Task goal:
Exclude the pictures, then repeat the remaining data exactly.

Excerpted records:
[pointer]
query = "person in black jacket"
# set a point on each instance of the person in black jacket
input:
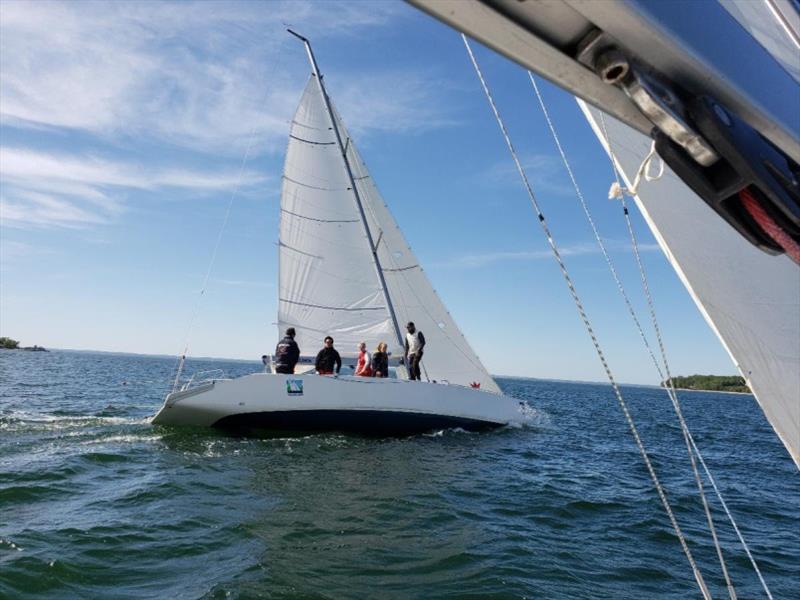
(380, 361)
(327, 358)
(287, 353)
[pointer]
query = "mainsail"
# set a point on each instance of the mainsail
(328, 279)
(749, 298)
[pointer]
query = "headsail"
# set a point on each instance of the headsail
(328, 283)
(749, 298)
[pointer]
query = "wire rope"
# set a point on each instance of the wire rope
(579, 305)
(670, 392)
(670, 387)
(234, 193)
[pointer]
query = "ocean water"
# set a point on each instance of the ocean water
(97, 503)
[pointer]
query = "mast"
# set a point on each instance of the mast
(373, 248)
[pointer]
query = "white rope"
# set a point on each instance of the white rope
(671, 388)
(632, 312)
(662, 495)
(617, 191)
(234, 192)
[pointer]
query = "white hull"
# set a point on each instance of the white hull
(325, 403)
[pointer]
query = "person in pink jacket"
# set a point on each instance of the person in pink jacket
(364, 365)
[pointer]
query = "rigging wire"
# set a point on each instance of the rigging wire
(234, 192)
(670, 391)
(662, 495)
(671, 385)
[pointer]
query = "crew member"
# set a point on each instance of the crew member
(415, 342)
(287, 353)
(364, 365)
(328, 358)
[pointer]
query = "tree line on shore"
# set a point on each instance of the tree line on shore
(716, 383)
(10, 344)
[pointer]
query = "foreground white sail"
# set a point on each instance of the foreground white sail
(750, 299)
(346, 271)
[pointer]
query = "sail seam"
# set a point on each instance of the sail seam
(288, 247)
(288, 212)
(315, 187)
(340, 308)
(294, 137)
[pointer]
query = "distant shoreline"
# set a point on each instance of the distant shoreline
(713, 391)
(258, 361)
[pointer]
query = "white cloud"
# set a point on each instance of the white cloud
(474, 261)
(244, 283)
(545, 172)
(54, 190)
(203, 75)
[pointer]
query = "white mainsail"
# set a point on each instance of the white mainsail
(328, 280)
(749, 298)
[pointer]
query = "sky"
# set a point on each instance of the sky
(127, 129)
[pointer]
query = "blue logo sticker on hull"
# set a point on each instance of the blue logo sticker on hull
(294, 387)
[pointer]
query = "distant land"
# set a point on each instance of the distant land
(9, 344)
(713, 383)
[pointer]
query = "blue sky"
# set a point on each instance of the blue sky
(125, 125)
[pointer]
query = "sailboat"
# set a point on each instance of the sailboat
(346, 271)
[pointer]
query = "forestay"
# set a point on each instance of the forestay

Exercise answer:
[pointer]
query = "person in black jacket"
# set a point on each instance of the person in black jacket
input:
(380, 361)
(327, 358)
(287, 353)
[pointer]
query = "mainsail"
# set a point on each instance of the mainsail
(328, 279)
(749, 298)
[pointer]
query = "headsail"
# set a point on each instance of the headsail
(328, 283)
(749, 298)
[pointer]
query = "wire rope"
# set a point on each instance of the wire rope
(579, 305)
(670, 392)
(670, 387)
(234, 193)
[pointer]
query = "ocean water"
# set a point on each instance of the ocean water
(97, 503)
[pointer]
query = "mast"
# set a point on each instance of the mast
(373, 248)
[pointer]
query = "white rope"
# set a point on each instance of the white rope
(671, 388)
(632, 312)
(662, 495)
(617, 191)
(234, 192)
[pointer]
query = "white hull"
# set a point on each instance of the white hull
(325, 403)
[pointer]
query = "person in pink jacket"
# set a point on each instance of the person in pink jacket
(364, 365)
[pointer]
query = "rigging wire"
# set a point on each instance of the rigging wire
(234, 192)
(670, 391)
(662, 495)
(671, 385)
[pointer]
query = "crew member"
# set a point on each instance of the crew member
(415, 342)
(287, 353)
(364, 365)
(328, 358)
[pointer]
query = "tree line on shore"
# set a point on each instance of the tree line on shore
(716, 383)
(10, 344)
[pointer]
query = "foreground white sail"
# set a point on each instance of the foreground white sail
(750, 299)
(346, 271)
[pointer]
query = "sail seam"
# set a point on each instance of the sail seam
(288, 247)
(288, 212)
(315, 187)
(340, 308)
(294, 137)
[pointer]
query = "distant shoreline"
# set a point on each instance of the distant shoreline
(713, 391)
(258, 361)
[pointer]
query = "white cloud"
# set a point on each instance of the white cloud
(474, 261)
(244, 283)
(545, 172)
(54, 190)
(203, 75)
[pointer]
query = "white mainsail"
# set a point on each instance of the white mainsail
(328, 280)
(749, 298)
[pointer]
query = "sky"
# set a point on each instance of the sky
(127, 129)
[pointer]
query = "blue logo sticker on hull"
# set a point on each instance of the blue logo sticker on hull
(294, 387)
[pointer]
query = "distant land"
# set a point on each instance of the distant land
(9, 344)
(713, 383)
[pointer]
query = "blue sky"
# set a point on each instance of the blue sky
(125, 125)
[pointer]
query = "sailboat"
# set a point on each instance of the sailboat
(346, 271)
[pointer]
query = "forestay"
# set a point on each instance of the forestay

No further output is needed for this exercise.